WRITTEN EXERCISE: Could you write out every one of the rows below word for word, leaving the pictures out?

DATA PROVIDED:

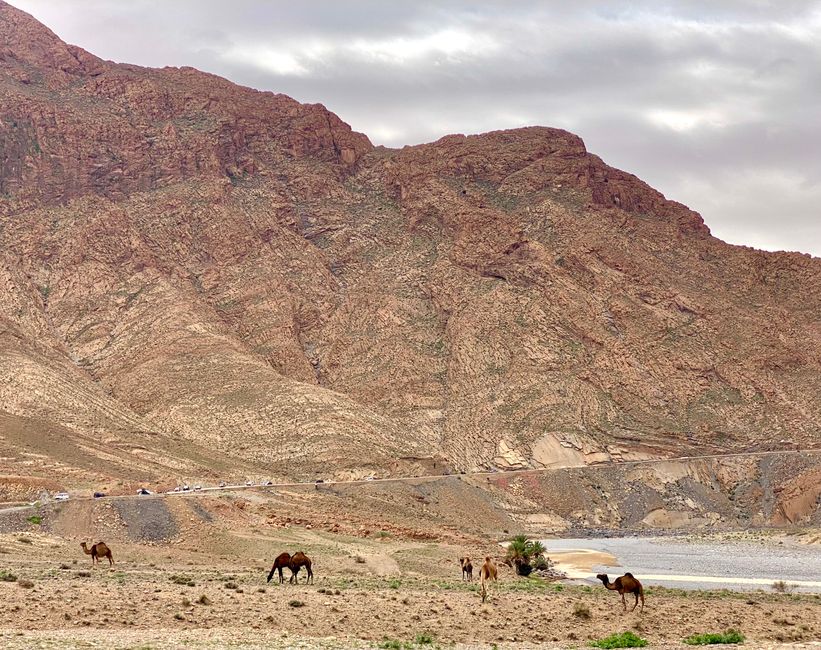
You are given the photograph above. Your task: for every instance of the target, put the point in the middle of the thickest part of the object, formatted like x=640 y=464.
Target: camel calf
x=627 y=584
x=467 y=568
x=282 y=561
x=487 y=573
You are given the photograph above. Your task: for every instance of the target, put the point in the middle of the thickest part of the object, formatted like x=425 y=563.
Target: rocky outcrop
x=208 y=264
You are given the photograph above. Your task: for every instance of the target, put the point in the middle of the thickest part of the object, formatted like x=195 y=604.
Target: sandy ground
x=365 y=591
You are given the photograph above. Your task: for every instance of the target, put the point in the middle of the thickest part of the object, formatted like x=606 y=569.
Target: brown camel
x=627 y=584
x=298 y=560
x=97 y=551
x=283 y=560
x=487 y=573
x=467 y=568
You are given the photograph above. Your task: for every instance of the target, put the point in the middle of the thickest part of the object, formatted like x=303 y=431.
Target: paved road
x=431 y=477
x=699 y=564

RESULT:
You are given the photograph above. Your task: for every instance of the target, put the point in the middle of the thickest part of the object, formatted like x=640 y=464.
Target: camel calf
x=627 y=584
x=467 y=568
x=282 y=561
x=487 y=573
You are given the photograph above. Your task: for every instance of the target, put the point in the middle of the thickest part of the object, formatted like x=425 y=563.
Target: rocky outcrop
x=208 y=264
You are given the photograph above. Your task: for every instance of the target, put the point in the middle of the thickest part of the object, formatted like x=195 y=604.
Target: sandy ground
x=365 y=591
You are given the photograph above. Your task: for every instance of the target, put the point in the middle of the thickest part of the object, formatted like x=606 y=569.
Target: brown camel
x=627 y=584
x=298 y=560
x=97 y=551
x=283 y=560
x=487 y=573
x=467 y=568
You are given the photograph above. Your task: for every instance of the target, put the point in the middle of the thickest part of the object, formatted like x=303 y=431.
Target: paved road
x=431 y=477
x=699 y=564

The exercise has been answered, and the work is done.